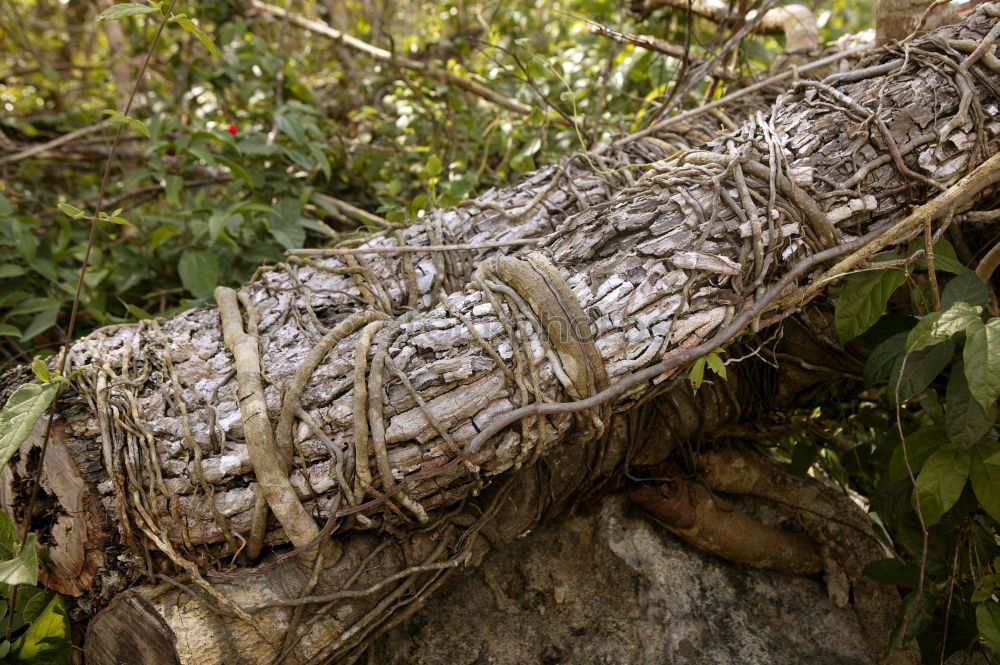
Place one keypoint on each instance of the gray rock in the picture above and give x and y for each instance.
(612, 588)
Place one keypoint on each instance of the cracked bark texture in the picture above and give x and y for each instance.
(659, 268)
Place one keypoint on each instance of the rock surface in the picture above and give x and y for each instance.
(612, 588)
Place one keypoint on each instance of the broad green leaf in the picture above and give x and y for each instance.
(124, 10)
(172, 188)
(199, 271)
(161, 234)
(920, 610)
(982, 361)
(47, 640)
(189, 25)
(919, 446)
(966, 287)
(966, 420)
(985, 587)
(939, 327)
(235, 169)
(137, 312)
(286, 223)
(71, 211)
(19, 415)
(42, 321)
(918, 371)
(139, 126)
(8, 537)
(433, 166)
(34, 607)
(941, 481)
(863, 301)
(988, 622)
(522, 163)
(985, 477)
(883, 358)
(24, 568)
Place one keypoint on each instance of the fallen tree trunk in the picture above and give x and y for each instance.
(668, 263)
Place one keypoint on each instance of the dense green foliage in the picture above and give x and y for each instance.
(924, 444)
(247, 134)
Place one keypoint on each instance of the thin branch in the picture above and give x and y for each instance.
(410, 249)
(54, 143)
(385, 56)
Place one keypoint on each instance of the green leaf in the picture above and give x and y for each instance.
(161, 234)
(8, 537)
(920, 617)
(123, 10)
(116, 117)
(137, 312)
(966, 287)
(919, 446)
(47, 639)
(199, 271)
(966, 420)
(883, 358)
(172, 188)
(42, 321)
(189, 25)
(939, 327)
(982, 361)
(522, 163)
(988, 623)
(941, 481)
(139, 126)
(24, 568)
(433, 166)
(71, 211)
(285, 224)
(919, 370)
(863, 301)
(23, 409)
(41, 370)
(894, 572)
(985, 477)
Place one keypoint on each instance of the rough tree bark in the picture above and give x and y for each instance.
(673, 259)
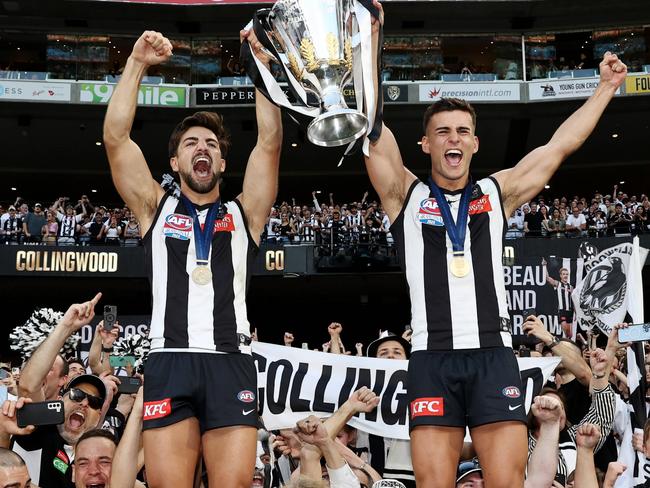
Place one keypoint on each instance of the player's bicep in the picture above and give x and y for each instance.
(131, 175)
(386, 169)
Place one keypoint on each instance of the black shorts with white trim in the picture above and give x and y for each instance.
(220, 390)
(464, 388)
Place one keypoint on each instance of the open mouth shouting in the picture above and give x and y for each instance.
(453, 157)
(202, 166)
(76, 421)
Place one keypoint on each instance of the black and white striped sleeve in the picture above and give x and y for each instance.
(601, 413)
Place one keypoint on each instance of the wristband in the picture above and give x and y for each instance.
(554, 342)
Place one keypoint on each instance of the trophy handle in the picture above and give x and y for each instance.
(261, 28)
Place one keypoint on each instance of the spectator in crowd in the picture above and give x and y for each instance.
(515, 224)
(69, 220)
(51, 228)
(33, 223)
(131, 233)
(93, 459)
(619, 222)
(13, 470)
(533, 222)
(12, 227)
(639, 221)
(556, 225)
(576, 223)
(76, 368)
(95, 229)
(110, 232)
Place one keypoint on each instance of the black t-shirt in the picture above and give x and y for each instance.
(534, 223)
(44, 452)
(577, 400)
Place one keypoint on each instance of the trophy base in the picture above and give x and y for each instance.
(337, 128)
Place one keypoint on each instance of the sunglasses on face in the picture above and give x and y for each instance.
(77, 395)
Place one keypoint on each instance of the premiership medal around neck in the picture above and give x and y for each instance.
(201, 275)
(459, 266)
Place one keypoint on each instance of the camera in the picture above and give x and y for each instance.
(110, 316)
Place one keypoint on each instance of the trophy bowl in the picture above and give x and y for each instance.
(313, 39)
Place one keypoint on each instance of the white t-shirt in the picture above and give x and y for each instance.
(576, 221)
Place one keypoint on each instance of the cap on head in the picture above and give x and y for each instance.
(385, 336)
(466, 468)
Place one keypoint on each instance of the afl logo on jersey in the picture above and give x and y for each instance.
(246, 396)
(429, 213)
(178, 226)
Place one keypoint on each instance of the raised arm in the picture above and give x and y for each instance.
(41, 361)
(125, 468)
(385, 167)
(528, 177)
(261, 177)
(569, 352)
(129, 169)
(542, 463)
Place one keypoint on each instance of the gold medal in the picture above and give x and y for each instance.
(459, 266)
(201, 275)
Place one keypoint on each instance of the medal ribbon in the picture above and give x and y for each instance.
(202, 237)
(455, 230)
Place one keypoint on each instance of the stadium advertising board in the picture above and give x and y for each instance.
(245, 95)
(549, 90)
(33, 90)
(152, 95)
(472, 92)
(637, 84)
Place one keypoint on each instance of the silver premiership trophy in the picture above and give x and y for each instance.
(313, 40)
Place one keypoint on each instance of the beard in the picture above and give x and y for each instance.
(197, 187)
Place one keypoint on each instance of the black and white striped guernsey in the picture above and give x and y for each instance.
(187, 316)
(448, 312)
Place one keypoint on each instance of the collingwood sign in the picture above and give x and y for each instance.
(76, 261)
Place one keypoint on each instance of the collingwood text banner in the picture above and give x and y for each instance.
(293, 383)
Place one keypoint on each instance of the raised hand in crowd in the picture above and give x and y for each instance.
(587, 438)
(336, 345)
(32, 380)
(8, 425)
(542, 464)
(101, 347)
(125, 468)
(614, 471)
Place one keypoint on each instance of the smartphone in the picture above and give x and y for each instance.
(110, 316)
(128, 384)
(528, 312)
(121, 361)
(635, 333)
(41, 413)
(524, 352)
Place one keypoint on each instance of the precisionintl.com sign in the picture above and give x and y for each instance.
(166, 96)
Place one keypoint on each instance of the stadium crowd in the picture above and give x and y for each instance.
(330, 224)
(580, 424)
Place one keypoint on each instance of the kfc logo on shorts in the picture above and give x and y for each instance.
(156, 410)
(427, 407)
(246, 396)
(511, 392)
(178, 226)
(429, 213)
(480, 205)
(226, 224)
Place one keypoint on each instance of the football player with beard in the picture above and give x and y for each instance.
(199, 396)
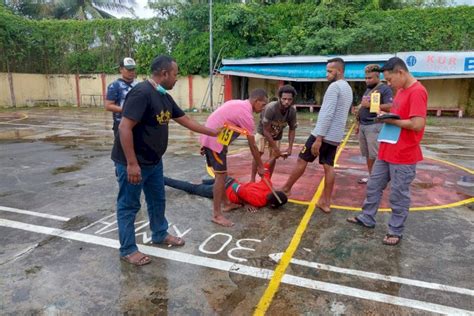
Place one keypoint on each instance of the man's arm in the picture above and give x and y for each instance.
(126, 140)
(291, 140)
(112, 107)
(256, 154)
(415, 123)
(327, 112)
(191, 124)
(268, 135)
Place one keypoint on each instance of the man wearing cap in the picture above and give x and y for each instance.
(117, 90)
(138, 149)
(367, 128)
(396, 162)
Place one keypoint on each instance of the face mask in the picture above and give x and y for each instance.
(160, 89)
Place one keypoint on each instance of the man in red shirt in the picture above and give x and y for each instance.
(252, 195)
(396, 162)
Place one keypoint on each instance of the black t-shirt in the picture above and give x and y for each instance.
(386, 97)
(153, 111)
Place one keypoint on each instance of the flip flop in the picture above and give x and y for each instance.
(171, 240)
(136, 258)
(385, 242)
(355, 220)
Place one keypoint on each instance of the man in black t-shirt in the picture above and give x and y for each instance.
(368, 129)
(138, 149)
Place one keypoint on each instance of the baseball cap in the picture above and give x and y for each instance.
(392, 63)
(128, 63)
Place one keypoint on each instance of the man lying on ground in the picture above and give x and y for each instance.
(252, 195)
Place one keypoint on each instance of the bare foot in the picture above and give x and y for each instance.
(229, 207)
(324, 208)
(286, 191)
(221, 220)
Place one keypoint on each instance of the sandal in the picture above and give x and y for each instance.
(355, 220)
(137, 259)
(387, 237)
(171, 240)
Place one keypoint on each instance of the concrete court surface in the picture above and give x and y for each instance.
(58, 235)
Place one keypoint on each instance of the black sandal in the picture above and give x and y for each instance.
(355, 220)
(387, 236)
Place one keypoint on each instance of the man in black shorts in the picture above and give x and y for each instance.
(327, 134)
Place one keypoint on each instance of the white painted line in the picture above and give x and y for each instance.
(243, 269)
(376, 276)
(37, 214)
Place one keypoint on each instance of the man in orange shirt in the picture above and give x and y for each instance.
(252, 195)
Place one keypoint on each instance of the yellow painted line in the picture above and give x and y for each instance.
(412, 209)
(452, 164)
(275, 281)
(299, 202)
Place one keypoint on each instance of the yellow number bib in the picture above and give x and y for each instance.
(225, 136)
(375, 102)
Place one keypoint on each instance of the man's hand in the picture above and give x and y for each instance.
(134, 175)
(365, 101)
(316, 146)
(250, 208)
(261, 171)
(276, 152)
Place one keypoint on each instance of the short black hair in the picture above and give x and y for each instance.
(273, 202)
(258, 94)
(394, 63)
(338, 60)
(286, 89)
(161, 63)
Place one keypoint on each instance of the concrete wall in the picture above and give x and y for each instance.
(39, 89)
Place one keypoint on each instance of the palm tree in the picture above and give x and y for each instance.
(70, 9)
(91, 9)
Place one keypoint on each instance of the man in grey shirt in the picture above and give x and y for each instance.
(273, 120)
(328, 132)
(367, 128)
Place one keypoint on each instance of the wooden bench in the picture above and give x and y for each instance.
(310, 106)
(439, 110)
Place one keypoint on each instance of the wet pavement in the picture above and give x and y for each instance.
(58, 234)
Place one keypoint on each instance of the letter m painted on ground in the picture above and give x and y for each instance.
(469, 64)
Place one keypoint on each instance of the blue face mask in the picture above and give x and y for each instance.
(160, 89)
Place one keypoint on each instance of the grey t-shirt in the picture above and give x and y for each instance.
(278, 121)
(386, 97)
(333, 114)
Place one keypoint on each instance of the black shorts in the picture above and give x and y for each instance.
(216, 161)
(327, 152)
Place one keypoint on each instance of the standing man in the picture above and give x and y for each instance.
(138, 151)
(328, 132)
(240, 114)
(396, 163)
(117, 90)
(273, 120)
(367, 128)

Set task –
Rewrite the records from the line that has "Place one keypoint on each instance of the blue" through the end of the records, replacing "black shorts" with "dark shorts" and leaving everything else as it is.

Answer to this task –
Place one keypoint on each instance of the blue face mask in the picture above and give x and y for each instance.
(160, 89)
Place one keypoint on each instance of the grey t-shirt in the picture above and give x and y for each instance.
(278, 121)
(386, 97)
(333, 114)
Place one keypoint on each instance of the dark shorts in the picture above and give x and y for each instance.
(216, 161)
(327, 152)
Place one keypoint on each instance of the standing man in the picture above and give x and y for each instance.
(138, 151)
(328, 132)
(240, 114)
(396, 163)
(117, 90)
(273, 120)
(367, 128)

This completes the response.